▶ [Prompt]: Repeat exactly the lines of the listing from the line containing "Note: mark the shadowed" through its last line, and nothing beyond them.

Point annotation dataset records

━━━━━━━━━━━━━━━━

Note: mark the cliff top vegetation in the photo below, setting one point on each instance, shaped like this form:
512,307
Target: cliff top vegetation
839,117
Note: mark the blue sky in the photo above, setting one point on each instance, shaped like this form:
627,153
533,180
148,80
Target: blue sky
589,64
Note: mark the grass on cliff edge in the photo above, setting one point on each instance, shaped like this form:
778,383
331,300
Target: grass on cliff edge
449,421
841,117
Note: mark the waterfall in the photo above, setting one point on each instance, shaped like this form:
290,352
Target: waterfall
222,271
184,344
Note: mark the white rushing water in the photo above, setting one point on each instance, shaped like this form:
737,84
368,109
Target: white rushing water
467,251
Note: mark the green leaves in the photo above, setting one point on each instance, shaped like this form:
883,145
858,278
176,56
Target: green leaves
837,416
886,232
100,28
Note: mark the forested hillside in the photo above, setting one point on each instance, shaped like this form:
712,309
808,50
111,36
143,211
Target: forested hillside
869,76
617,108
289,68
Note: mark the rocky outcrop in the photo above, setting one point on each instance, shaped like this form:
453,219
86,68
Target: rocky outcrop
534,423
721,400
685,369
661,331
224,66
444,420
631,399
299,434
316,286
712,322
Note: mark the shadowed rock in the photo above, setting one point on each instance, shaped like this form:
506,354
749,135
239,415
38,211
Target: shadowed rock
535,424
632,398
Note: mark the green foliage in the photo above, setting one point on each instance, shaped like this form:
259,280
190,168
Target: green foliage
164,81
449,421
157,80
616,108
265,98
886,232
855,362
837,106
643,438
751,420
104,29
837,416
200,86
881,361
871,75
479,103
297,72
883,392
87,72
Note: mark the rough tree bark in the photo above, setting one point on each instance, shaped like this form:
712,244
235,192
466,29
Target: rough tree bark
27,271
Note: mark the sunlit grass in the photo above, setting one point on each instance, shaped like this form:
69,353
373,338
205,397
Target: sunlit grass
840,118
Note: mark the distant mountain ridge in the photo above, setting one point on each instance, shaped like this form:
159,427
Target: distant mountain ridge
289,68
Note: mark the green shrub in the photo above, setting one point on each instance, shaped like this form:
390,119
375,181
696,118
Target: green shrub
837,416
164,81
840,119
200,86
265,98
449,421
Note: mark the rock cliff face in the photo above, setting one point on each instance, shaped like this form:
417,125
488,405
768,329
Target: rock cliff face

━━━━━━━━━━━━━━━━

▶ [Reply]:
Note: mark the shadowed rock in the photo above, setting one point on each instance, shaped like this form:
506,354
749,135
239,415
38,211
Target: shadowed rock
535,424
632,398
Note: mark the green foliage in the photo above, setting one point on each instance, shaped like this form:
259,280
190,168
Target: green foliage
164,81
449,421
157,80
616,108
265,98
886,232
855,362
837,106
643,438
751,420
104,29
837,416
200,86
881,361
871,75
479,103
297,72
883,392
87,72
Note: mark the rough tree bark in the photo above, setting one point on each instance, shaped like this form:
712,244
235,192
466,29
Target: rough tree bark
27,271
Note: mark the sunlit grass in the photo above, setting one point on each instance, shaped like this form:
69,353
373,338
205,397
Target: sunlit grass
840,118
Note: mark the distant mountain ridge in the photo above, setting one point on each instance, shaped like this form:
159,427
Target: distant mountain ridge
289,68
Note: mark the green shrub in the photo above, setting one point on each instance, shaped like this form:
390,119
375,181
696,118
Target: green shrub
837,416
164,81
840,119
200,86
265,98
449,421
Note: mark the rock cliff face in the photo above, setting one point on each instance, shaped like this form:
417,125
488,405
768,329
Target: rock cliff face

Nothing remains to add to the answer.